REQUIREMENT: Return only the line that contains "If you could spot the bauer" and each line after it, through the last line of the data below, copied exactly.

THE INPUT:
★ ★ ★ ★ ★ ★ ★
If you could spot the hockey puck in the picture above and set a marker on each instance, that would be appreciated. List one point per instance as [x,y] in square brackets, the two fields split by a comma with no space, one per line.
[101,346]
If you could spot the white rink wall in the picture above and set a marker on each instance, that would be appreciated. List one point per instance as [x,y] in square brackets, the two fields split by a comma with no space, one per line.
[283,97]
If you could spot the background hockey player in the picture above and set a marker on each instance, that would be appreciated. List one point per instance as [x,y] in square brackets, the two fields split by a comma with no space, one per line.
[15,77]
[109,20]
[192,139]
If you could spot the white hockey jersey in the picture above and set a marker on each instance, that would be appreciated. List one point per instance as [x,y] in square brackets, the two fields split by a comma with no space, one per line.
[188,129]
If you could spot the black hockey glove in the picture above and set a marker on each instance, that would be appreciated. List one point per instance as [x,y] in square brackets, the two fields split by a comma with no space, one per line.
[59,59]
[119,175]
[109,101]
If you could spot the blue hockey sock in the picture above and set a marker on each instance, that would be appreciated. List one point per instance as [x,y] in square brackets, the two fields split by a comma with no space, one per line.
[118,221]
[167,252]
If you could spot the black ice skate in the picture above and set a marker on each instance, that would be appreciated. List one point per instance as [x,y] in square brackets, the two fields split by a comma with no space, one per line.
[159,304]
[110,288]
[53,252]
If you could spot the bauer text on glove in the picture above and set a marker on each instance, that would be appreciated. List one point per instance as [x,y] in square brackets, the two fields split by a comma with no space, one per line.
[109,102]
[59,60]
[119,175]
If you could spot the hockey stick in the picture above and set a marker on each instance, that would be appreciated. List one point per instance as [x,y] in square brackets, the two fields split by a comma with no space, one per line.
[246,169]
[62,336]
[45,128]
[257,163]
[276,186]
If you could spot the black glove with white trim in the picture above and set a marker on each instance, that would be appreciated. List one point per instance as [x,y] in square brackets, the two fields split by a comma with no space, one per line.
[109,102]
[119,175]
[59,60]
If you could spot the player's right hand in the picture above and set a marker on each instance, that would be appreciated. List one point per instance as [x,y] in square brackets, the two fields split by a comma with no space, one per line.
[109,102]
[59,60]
★ ★ ★ ★ ★ ★ ★
ANSWER BELOW:
If you could spot the bauer text on glove in the picture above and set a marker on each instance, that would be appreciated. List one point per instance as [x,y] in square brackets, the two fields split by a comma with no space, one per line.
[109,102]
[59,60]
[119,175]
If you could spot the hockey stick in the picture above and set a marker on each instance, that would be appreciated. List one point per instance as [x,y] in square brackets, the two fields split by a comma with no space, one per line.
[246,169]
[62,336]
[45,128]
[257,163]
[276,186]
If you could spot the black glove with white trim in the picture above and set a marker on each instance, that would be appreciated. List one point per instance as [x,y] in square brackets, the two fields split by a comma with no space, one per line.
[109,102]
[119,175]
[59,60]
If you could spot the player's right hand in the picture above and set a marker on each instance, that would be appreciated. List one point per instance as [x,y] in square brackets, the two fields split by a comma with no space, one per line.
[109,102]
[59,60]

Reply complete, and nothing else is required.